Problem 1
Answer these questions from the locust excerpt, one line each:
(a) In which month and year did Pakistan declare a national emergency?
(b) In what year did the Joint Border Committee last meet?
(c) How far inland can India's tested Doppler radar network track locust movements?
Problem 2
Print the part of the locust excerpt starting at "Such brinkmanship is" and ending at "GIS-driven swarm maps.".

Excerpt to read

────

Such brinkmanship is counterproductive. The 2020 invasion highlighted how both nations suffer when coordination lapses. Pakistan, which declared a national emergency in February 2020, lost 88,843 square kilometres of cropland, while India's Gujarat and Punjab faced secondary outbreaks in June. FAO-mediated weekly virtual meetings between India, Pakistan, Iran, and Afghanistan in 2020 helped avert worse damage, demonstrating the efficacy of dialogue. Reviving the Joint Border Committee – which last met in 2019 – is essential for synchronising spray campaigns and sharing GIS-driven swarm maps.

Building a Geospatial Early Warning Network

Advanced monitoring is ineffective without transnational data pipelines. The FAO's eLocust3 system, which relays real-time swarm coordinates via satellite, has been used by India's Locust Warning Organisation (LWO) since 2016. Similarly, the Schistocerca Warning and Management System (SWARMS) and GIS platform aggregate historical data from 1929 onwards, enabling predictive modelling. In 2024, India tested a Doppler radar network that tracks locust movements up to 100 km inland. Independent radar systems are maintained, and alerts for locust movements can be exchanged. The Desert Locust Information Service should serve as a neutral platform for both countries. Without raw radar data, restricted access to locust movement data creates gaps. As proposed under the World Banks's $500 million locust initiative, collaborative geospatial analysis is critical. India and Pakistan should share real-time locust GIS data through satellite imagery, incorporating a joint AI predictive locust movement model. Establishing a joint research centre at the India-Pakistan border and a geospatial research centre is essential. Real-time coordination using the GIS dashboard must be mandatory. Pakistan's surveillance data should be shared with the Indian government to track swarms, enabling the mapping of breeding zones across the Indus Basin and ensuring pre-emptive strikes before swarms escalate.

────

The data

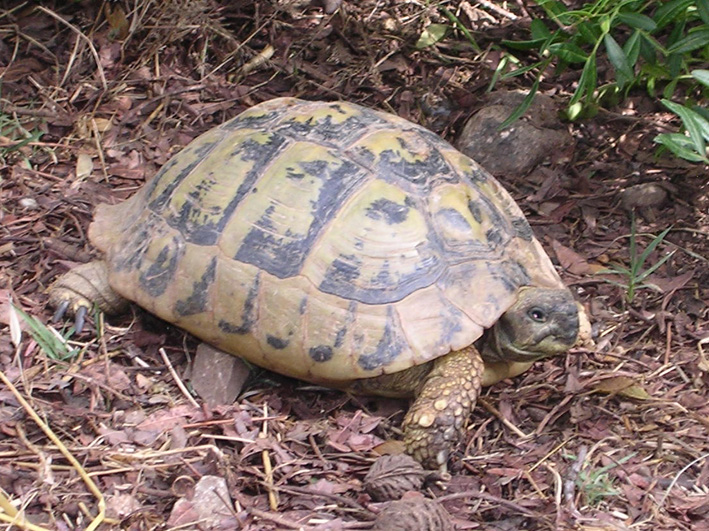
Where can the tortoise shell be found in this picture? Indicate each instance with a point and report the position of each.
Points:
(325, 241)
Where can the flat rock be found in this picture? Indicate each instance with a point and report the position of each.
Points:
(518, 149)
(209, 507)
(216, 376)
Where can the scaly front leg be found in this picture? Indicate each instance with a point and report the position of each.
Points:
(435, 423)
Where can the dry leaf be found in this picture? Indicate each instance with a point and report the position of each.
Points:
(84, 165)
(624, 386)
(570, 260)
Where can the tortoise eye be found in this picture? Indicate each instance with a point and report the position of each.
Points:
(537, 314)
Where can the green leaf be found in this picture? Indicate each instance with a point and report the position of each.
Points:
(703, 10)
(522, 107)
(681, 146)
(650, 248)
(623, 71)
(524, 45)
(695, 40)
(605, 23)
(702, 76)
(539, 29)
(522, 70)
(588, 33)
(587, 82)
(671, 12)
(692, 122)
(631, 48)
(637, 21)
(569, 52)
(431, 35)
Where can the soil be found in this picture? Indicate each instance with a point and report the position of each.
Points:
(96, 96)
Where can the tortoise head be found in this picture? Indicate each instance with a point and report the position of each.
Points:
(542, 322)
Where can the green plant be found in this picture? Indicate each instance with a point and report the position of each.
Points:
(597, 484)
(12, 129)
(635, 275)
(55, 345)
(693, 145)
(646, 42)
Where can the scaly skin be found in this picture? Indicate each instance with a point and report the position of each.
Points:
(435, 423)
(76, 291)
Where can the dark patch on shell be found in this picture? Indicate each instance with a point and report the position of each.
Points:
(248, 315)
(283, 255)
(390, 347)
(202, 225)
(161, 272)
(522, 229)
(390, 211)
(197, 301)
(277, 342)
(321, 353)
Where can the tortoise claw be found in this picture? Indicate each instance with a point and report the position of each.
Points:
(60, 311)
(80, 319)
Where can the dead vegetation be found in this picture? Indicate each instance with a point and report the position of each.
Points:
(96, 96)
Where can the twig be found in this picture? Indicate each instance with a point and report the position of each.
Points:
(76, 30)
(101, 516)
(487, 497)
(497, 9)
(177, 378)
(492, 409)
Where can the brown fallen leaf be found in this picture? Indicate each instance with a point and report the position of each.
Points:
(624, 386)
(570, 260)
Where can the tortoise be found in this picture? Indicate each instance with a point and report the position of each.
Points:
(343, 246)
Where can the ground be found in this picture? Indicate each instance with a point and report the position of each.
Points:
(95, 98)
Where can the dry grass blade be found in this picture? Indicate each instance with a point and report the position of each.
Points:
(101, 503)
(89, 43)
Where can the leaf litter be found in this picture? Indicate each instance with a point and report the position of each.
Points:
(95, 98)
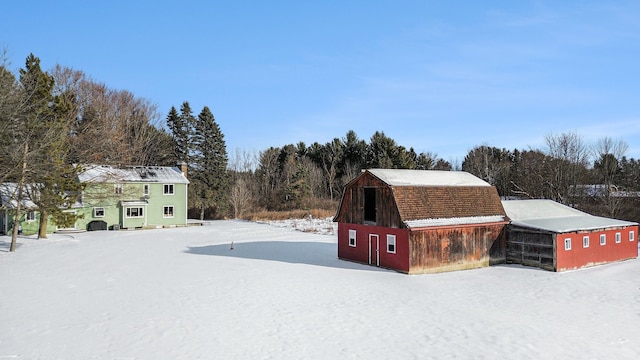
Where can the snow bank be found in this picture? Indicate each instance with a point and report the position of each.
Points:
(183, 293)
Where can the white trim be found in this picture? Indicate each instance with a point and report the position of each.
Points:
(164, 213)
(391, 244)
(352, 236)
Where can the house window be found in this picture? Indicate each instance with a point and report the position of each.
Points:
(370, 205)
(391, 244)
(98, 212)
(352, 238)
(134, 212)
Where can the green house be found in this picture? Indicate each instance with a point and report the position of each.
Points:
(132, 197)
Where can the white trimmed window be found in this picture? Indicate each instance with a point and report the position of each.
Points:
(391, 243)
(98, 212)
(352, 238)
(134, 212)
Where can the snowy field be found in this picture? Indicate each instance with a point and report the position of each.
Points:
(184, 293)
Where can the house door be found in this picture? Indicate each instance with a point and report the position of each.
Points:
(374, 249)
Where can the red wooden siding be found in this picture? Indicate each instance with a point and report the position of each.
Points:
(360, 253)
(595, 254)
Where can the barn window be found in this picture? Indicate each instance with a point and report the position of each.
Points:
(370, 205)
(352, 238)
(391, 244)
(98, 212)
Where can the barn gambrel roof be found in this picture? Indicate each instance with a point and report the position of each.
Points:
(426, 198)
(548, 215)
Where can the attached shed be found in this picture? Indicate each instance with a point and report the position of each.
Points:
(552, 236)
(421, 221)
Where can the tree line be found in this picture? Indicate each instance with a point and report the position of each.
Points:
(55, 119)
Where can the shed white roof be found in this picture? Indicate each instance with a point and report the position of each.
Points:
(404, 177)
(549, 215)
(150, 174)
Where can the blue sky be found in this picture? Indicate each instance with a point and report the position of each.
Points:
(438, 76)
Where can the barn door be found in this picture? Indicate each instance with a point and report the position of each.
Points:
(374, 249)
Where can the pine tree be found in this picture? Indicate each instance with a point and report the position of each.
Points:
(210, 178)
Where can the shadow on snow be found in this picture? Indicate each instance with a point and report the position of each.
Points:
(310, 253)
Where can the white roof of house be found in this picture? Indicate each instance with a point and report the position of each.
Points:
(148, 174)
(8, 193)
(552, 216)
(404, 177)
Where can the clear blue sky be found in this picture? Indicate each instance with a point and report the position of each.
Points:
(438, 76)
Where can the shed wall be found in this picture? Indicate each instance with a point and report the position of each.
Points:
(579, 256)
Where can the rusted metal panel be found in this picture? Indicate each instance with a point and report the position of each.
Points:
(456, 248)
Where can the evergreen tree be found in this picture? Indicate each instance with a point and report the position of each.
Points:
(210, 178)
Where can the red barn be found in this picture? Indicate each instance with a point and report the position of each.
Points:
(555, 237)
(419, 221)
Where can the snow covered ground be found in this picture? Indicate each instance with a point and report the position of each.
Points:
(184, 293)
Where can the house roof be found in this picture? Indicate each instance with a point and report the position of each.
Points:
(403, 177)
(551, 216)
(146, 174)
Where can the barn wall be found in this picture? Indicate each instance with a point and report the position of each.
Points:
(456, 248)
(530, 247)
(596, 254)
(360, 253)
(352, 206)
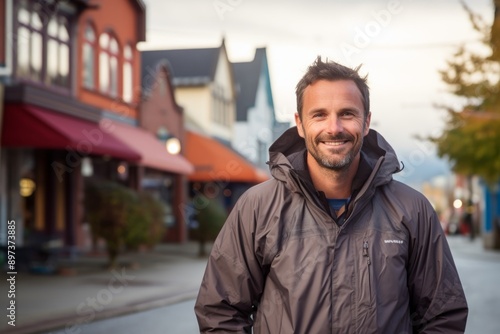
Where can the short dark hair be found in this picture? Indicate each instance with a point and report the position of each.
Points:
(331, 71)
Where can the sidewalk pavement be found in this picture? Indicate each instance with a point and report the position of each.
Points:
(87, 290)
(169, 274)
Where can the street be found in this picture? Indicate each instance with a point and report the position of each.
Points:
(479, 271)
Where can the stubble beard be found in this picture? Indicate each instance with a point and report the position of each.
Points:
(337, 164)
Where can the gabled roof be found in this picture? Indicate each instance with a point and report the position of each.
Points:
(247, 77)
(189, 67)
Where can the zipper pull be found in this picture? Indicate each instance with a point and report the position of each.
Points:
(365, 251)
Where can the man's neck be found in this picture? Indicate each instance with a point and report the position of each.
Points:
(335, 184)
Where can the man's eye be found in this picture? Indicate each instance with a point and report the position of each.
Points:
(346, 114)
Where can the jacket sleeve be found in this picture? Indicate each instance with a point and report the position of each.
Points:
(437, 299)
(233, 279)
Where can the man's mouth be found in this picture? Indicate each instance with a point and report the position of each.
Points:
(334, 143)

────

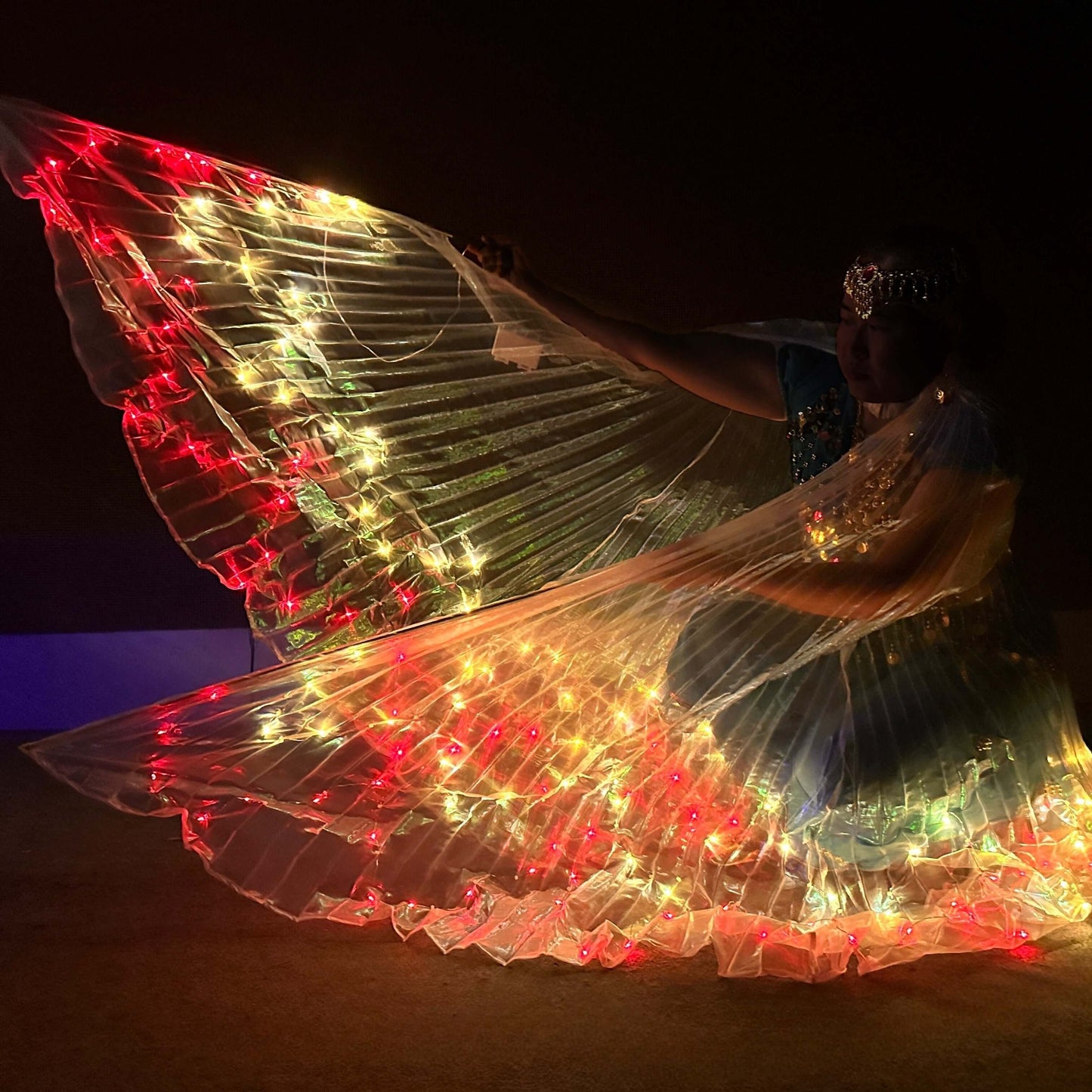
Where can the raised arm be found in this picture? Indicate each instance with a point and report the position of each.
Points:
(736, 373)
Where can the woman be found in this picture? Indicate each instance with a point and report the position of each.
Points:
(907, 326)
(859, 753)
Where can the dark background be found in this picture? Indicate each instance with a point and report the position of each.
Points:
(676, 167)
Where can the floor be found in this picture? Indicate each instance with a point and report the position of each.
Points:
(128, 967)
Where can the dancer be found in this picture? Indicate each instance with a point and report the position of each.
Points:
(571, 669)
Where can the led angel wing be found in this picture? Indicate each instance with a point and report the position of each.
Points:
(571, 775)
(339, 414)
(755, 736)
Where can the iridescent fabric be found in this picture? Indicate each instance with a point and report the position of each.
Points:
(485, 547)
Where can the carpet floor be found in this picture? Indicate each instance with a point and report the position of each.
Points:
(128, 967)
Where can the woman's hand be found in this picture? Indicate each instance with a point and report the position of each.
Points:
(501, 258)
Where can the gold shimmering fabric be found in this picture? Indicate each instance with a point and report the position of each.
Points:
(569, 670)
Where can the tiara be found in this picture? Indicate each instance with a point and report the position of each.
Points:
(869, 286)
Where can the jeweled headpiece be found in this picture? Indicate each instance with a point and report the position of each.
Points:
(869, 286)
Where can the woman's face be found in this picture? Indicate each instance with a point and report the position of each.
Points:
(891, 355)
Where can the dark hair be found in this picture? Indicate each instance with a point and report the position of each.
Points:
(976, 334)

────

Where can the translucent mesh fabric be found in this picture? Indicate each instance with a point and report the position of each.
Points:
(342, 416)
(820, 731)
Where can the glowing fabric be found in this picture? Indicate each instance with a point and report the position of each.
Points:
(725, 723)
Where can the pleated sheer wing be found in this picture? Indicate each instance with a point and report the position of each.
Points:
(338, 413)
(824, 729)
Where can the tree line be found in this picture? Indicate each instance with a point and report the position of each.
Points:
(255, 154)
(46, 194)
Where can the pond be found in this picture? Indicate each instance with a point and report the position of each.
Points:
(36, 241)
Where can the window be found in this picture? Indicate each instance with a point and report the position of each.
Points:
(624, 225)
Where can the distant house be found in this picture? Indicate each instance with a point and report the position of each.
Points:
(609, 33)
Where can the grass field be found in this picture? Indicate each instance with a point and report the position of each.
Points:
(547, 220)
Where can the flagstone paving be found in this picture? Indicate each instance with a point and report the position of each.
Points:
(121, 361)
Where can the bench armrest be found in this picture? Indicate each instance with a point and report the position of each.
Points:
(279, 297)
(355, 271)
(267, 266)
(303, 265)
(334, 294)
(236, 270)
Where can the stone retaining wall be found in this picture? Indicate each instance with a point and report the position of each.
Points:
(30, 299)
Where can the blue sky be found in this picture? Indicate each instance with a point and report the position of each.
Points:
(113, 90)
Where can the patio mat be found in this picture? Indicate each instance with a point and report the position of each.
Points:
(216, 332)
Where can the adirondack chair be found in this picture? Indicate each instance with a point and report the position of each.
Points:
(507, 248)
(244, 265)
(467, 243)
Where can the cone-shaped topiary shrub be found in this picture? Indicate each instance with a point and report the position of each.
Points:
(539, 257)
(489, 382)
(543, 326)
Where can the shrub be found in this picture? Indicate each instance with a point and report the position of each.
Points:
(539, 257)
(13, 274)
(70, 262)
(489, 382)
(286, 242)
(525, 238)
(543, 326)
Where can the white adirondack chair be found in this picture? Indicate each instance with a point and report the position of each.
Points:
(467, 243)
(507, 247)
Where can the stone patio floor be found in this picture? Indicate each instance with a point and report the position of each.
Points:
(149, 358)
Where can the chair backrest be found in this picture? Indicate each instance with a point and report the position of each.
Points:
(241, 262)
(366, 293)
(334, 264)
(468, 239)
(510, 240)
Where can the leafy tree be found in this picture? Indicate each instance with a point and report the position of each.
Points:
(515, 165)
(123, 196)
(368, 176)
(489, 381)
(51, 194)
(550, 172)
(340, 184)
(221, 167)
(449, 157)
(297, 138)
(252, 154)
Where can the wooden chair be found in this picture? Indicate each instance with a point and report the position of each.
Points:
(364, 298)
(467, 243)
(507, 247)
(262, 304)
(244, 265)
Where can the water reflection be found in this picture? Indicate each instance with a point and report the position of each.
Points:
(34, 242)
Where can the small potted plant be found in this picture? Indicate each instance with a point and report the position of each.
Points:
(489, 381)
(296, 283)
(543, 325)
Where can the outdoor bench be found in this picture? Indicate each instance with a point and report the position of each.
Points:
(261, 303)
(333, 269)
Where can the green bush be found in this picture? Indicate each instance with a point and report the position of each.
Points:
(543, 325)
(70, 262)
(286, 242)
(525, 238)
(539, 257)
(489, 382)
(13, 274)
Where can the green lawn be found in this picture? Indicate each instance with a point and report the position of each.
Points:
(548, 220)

────

Response area 1
(a) February 2020
(b) 2019
(c) Up to 100 km

Response area 2
Such brinkmanship is counterproductive. The 2020 invasion highlighted how both nations suffer when coordination lapses. Pakistan, which declared a national emergency in February 2020, lost 88,843 square kilometres of cropland, while India's Gujarat and Punjab faced secondary outbreaks in June. FAO-mediated weekly virtual meetings between India, Pakistan, Iran, and Afghanistan in 2020 helped avert worse damage, demonstrating the efficacy of dialogue. Reviving the Joint Border Committee – which last met in 2019 – is essential for synchronising spray campaigns and sharing GIS-driven swarm maps.